[WORK TO BE COMPLETED] Change every instance of "Response" to "Output" throughout the data below and reproduce all remaining lines unchanged. Omit the pictures from your output.

[Dataset excerpt]

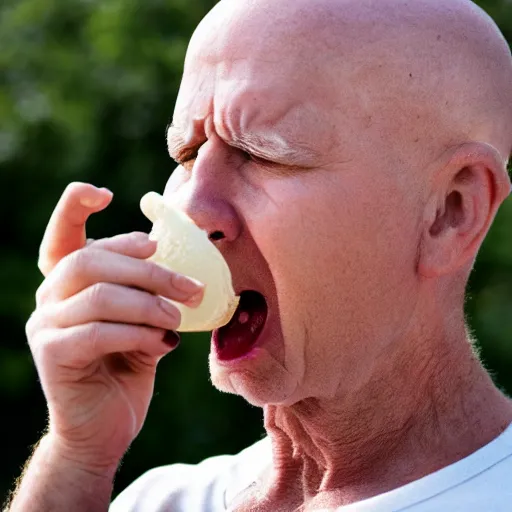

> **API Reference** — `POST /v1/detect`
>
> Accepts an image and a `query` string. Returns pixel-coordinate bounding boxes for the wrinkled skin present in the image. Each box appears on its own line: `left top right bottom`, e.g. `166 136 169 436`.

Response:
165 0 512 511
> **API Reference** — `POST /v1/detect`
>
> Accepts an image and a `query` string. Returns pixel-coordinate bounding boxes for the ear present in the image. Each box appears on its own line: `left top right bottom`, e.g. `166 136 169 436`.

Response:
418 143 511 278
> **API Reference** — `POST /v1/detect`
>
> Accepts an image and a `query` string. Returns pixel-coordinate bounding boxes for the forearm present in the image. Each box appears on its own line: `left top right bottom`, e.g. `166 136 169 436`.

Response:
3 437 115 512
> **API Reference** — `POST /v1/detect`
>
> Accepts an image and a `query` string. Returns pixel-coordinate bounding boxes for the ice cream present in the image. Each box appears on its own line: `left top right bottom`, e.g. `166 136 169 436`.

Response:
140 192 240 332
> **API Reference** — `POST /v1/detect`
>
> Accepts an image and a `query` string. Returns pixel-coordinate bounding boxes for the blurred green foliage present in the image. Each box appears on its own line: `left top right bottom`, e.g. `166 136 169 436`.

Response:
0 0 512 504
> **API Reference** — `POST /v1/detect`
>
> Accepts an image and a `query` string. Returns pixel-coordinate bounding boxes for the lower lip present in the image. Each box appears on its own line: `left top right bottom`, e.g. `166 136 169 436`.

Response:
212 326 266 367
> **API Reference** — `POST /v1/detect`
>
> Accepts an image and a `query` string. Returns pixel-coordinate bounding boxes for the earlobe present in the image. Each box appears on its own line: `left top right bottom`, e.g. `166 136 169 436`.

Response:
418 143 510 278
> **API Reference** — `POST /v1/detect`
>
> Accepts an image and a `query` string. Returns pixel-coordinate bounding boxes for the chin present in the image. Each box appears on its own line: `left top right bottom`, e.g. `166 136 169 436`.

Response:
210 350 297 407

[SOLUTION TO THIS TASK]
> **API Reference** — `POST /v1/detect`
>
> Accepts an image and a `query` string. Returns pixel-coordinate bounding boxes for the wrinkled skin present in the image. Each box appears on its own line: `left top right bottom`, e.g. `166 136 169 436`.

Output:
165 0 512 511
> **API Reference** — `POST /v1/detect`
>
> Accepts an image and a `query` string. Returns pixel-coordinate bounding boxes for the ear present in the image. Each box appears on its own line: `left top right bottom`, e.g. `166 136 169 436`.

Output:
418 143 511 278
> **API Reference** — `POST /v1/detect`
>
> Accepts an image and a `query` string. Returns pixel-coordinate bounding boxes for the forearm present in the image. Each box appears on its own line: `left top right bottom`, e.g. `166 136 169 436`.

Output:
3 437 115 512
> **API Reference** — `POST /v1/detect`
>
> Accepts an image and a `query` string. Returns pixel-coordinate bounding boxes for the ice cream present in the image. Each box appears on its own line: `left top right bottom`, e.g. `166 136 169 436`.

Output:
140 192 240 332
> **API Reference** — `POST /v1/detect`
>
> Accepts an image and a `query` string. Returns pixel-coordinate bounding boxes for the blurred green foliage present in the image. Each box appears on its own line: `left top right bottom`, e.g. `166 136 169 436`.

Output:
0 0 512 504
> **API Reference** — `POST /v1/detect`
>
> Accepts an image and a `query` string. Returns pixel-coordinate bounding boxes for the lower lip present in the image. Each box appears on its own line: `left top right bottom`, e.g. `166 136 169 436`.

Output:
212 326 266 367
> **API Reference** — `POST /v1/detect`
>
> Accepts an image and a `query` string. Returns pixel-coordinate bounding boxes for the earlobe present in the image. Each box appears on its own line: `left top right bottom`, e.g. `166 136 169 436`.

Output:
418 143 510 278
> **API Reference** — `POST /v1/detect`
>
> Accepts an image and a `query` string. Returns pixel-coordinate bounding boxes for the chin present in the image. Each box appears on its own line: `left top right bottom`, e.g. `166 136 169 436`.

Output:
210 350 297 407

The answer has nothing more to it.